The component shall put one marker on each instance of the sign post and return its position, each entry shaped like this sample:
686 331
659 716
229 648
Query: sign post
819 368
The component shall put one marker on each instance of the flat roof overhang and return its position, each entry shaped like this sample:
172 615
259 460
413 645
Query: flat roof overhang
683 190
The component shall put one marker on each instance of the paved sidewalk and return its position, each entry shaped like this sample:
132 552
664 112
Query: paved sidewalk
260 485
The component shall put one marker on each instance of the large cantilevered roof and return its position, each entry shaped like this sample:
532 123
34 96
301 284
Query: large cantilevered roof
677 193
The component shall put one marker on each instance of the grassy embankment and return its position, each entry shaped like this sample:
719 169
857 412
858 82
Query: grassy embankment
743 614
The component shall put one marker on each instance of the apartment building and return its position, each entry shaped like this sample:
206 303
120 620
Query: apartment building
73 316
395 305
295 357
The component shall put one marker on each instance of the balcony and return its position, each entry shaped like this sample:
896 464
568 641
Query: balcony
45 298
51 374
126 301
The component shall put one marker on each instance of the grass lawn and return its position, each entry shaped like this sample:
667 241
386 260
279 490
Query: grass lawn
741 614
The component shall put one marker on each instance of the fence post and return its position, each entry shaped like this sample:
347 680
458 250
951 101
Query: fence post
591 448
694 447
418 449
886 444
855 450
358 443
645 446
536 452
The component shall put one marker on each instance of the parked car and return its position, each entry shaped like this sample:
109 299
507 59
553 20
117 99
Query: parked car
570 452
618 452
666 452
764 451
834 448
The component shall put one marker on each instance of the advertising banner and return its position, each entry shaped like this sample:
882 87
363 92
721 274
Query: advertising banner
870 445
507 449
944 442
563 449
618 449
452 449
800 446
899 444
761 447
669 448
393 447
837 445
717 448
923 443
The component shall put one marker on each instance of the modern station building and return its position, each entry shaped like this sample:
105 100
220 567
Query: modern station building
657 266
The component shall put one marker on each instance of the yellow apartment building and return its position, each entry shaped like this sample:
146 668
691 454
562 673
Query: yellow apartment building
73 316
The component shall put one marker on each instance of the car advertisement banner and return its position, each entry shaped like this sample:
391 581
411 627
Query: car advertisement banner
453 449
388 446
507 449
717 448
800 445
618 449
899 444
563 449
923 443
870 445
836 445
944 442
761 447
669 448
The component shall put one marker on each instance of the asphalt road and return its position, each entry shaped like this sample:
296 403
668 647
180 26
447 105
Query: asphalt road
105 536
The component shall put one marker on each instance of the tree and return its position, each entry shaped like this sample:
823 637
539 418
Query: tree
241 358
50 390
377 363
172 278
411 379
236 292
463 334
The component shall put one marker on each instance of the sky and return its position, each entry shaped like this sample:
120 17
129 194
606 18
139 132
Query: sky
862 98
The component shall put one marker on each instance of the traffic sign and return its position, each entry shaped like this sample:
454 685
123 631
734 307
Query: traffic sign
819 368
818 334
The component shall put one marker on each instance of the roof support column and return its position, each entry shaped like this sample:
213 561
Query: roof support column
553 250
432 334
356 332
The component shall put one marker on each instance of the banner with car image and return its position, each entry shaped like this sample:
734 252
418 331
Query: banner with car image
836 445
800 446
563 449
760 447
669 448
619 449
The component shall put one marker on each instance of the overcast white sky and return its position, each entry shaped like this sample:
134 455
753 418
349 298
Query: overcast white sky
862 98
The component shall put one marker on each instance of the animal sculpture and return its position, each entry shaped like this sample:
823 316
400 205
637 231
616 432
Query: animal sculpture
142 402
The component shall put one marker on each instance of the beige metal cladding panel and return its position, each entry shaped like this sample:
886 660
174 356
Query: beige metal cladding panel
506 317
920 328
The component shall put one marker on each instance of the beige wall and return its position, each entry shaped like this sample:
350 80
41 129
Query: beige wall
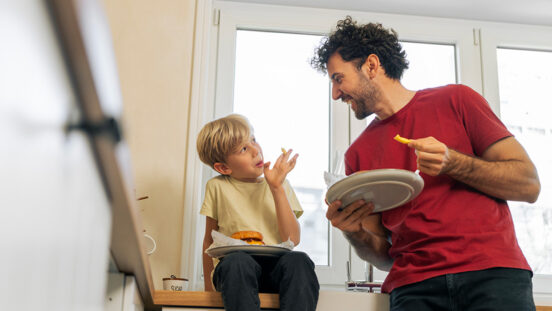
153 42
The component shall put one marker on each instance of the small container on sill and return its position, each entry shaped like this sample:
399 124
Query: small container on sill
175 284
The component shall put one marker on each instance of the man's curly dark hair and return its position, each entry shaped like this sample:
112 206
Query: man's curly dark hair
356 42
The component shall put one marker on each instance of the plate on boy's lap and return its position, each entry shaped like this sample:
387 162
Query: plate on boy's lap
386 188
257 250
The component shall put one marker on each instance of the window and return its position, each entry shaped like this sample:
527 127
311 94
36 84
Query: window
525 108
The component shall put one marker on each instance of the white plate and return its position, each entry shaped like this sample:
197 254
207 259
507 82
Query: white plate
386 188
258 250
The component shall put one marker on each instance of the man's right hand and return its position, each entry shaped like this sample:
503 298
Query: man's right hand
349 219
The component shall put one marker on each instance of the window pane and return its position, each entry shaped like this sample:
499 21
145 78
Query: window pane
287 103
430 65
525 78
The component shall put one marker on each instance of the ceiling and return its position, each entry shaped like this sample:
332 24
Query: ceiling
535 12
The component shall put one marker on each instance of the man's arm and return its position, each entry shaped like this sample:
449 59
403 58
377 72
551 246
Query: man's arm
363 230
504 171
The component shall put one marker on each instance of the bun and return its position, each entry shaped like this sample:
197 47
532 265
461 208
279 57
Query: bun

...

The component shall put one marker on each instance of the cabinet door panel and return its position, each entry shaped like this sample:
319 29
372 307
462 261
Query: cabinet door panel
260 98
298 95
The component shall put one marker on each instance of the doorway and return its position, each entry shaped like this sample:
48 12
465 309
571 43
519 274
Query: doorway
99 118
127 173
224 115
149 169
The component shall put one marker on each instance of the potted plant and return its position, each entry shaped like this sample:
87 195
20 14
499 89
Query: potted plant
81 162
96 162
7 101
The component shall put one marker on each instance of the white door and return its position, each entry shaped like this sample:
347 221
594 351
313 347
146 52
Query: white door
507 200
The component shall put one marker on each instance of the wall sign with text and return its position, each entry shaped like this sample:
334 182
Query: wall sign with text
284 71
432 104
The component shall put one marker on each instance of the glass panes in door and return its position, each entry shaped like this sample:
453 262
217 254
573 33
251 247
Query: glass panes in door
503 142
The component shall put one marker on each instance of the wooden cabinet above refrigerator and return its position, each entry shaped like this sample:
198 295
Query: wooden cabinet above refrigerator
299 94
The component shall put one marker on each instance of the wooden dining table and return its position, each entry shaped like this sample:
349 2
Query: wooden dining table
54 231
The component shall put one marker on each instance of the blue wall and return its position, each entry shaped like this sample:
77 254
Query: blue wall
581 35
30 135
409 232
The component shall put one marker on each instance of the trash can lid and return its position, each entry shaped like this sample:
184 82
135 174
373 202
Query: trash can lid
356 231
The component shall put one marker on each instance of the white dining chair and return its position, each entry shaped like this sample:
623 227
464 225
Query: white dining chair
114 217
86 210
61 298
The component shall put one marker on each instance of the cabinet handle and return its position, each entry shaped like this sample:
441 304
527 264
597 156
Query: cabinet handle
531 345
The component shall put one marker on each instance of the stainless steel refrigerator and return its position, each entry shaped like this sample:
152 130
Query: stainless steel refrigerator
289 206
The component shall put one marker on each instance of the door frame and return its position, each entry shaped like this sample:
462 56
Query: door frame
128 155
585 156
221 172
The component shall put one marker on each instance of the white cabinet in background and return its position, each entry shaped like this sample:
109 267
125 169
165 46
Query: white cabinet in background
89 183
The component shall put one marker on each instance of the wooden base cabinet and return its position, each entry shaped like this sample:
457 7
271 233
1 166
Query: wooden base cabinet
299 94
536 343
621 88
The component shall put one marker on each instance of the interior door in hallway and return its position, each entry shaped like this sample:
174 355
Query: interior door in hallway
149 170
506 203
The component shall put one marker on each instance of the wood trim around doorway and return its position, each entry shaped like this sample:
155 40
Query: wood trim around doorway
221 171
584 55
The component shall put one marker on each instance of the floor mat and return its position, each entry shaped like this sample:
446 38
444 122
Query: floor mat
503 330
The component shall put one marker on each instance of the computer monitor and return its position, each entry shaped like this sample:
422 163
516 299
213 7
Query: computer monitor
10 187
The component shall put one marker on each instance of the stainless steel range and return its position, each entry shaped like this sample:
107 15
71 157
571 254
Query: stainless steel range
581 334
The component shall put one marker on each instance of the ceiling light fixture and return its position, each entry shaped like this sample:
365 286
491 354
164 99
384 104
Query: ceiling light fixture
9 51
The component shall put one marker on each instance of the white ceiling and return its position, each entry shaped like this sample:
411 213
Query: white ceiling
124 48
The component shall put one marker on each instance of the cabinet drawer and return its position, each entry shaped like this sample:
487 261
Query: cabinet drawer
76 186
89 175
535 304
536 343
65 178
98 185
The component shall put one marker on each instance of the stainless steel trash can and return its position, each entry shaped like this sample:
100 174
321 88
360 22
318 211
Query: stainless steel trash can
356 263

---

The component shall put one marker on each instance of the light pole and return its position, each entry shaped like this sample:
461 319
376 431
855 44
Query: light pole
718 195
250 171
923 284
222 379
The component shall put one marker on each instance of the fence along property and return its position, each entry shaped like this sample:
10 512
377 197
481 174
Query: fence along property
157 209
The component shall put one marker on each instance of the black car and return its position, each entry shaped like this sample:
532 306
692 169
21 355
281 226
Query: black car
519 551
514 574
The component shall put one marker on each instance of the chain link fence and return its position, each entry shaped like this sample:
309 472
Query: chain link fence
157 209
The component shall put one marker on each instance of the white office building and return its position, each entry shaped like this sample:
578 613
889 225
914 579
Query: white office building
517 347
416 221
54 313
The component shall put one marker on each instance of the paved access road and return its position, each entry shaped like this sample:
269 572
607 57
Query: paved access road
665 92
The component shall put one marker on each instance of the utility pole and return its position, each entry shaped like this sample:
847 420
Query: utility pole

■ Activity:
In which lines of the records does the word "utility" appear? Copy each of them.

■ Reply:
The component shall put one marker on each instance of the utility pole and return its position, each entry shaped like this sample:
Query: utility pole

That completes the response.